CONSIGNES ET EXIGENCES ::
Poursuivez l'intervention sur la place de la radio et des nouveaux acteurs de l'audio dans le projet de loi, en reprenant après sa dernière phrase.

EXTRAIT RETENU ::
_ _ _ _ _

De façon plus générale, beaucoup estiment que la radio est la grande absente du texte. S'il n'y a rien concernant les quotas de chansons francophones à la radio, j'imagine que c'est parce que vous avez souhaité laisser toute latitude au Parlement, compte tenu de la récente mission flash que nos collègues Florence Provendier et Michèle Victory ont conduite ! Je suppose qu'elles vous interrogeront, mais j'aimerais recueillir votre avis sur le sujet connexe de la régulation des nouveaux acteurs de la distribution de contenus audios – agrégateurs de flux radio et de podcasts, enceintes connectées – qui vont devenir le moyen privilégié d'accéder à ces contenus pour beaucoup de Français. Il faut traiter ce sujet majeur, sans quoi le projet de loi manquerait une partie de son objectif.

_ _ _ _ _

DONNÉES PRÉSENTÉES ::
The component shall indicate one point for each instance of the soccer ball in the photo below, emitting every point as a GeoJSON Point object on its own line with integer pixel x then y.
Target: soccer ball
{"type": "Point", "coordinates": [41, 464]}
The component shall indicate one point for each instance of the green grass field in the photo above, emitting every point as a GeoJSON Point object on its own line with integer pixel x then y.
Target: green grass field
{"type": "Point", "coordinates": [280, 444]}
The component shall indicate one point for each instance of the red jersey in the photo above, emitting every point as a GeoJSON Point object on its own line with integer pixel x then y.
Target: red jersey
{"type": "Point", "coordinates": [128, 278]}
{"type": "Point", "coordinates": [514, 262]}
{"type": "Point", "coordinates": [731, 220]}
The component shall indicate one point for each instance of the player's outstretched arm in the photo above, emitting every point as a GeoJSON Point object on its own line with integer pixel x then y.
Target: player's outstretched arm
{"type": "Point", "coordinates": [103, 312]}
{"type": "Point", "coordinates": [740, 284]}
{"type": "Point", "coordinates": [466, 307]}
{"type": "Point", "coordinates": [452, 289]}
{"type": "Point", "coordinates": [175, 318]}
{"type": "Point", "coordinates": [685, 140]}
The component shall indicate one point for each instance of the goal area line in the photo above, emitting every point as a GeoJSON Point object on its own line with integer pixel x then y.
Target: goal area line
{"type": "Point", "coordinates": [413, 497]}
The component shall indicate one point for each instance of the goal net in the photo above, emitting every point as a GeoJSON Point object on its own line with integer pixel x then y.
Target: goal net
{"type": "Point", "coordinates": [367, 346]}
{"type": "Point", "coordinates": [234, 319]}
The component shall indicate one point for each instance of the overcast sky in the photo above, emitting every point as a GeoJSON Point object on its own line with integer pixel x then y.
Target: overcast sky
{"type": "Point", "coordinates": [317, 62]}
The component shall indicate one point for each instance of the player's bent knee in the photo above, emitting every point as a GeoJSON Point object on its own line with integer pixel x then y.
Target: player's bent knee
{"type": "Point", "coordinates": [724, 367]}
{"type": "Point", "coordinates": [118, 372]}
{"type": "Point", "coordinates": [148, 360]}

_ _ _ _ _

RÉPONSE ::
Je me réjouis que ce projet de loi soit l'occasion de transposer la directive du 17 avril 2019 sur le droit d'auteur et les droits voisins dans le marché unique numérique, dite directive droit d'auteur, dont on sait que l'adoption dans sa rédaction finale a été emportée de haute lutte dans les instances européennes grâce à la ténacité des autorités françaises face à ceux qui voulaient détricoter le droit d'auteur tel que nous l'entendons. Il convient néanmoins de demeurer attentif à la préservation des équilibres économiques patiemment construits par les conventions collectives. Je pense notamment aux inquiétudes liées à la rémunération proportionnelle pour les artistes-interprètes, alors que de nombreux secteurs ont affirmé leur attachement à la rémunération forfaitaire et se sont émus du contenu du projet de loi. Monsieur le ministre, quel équilibre pourrions-nous trouver ?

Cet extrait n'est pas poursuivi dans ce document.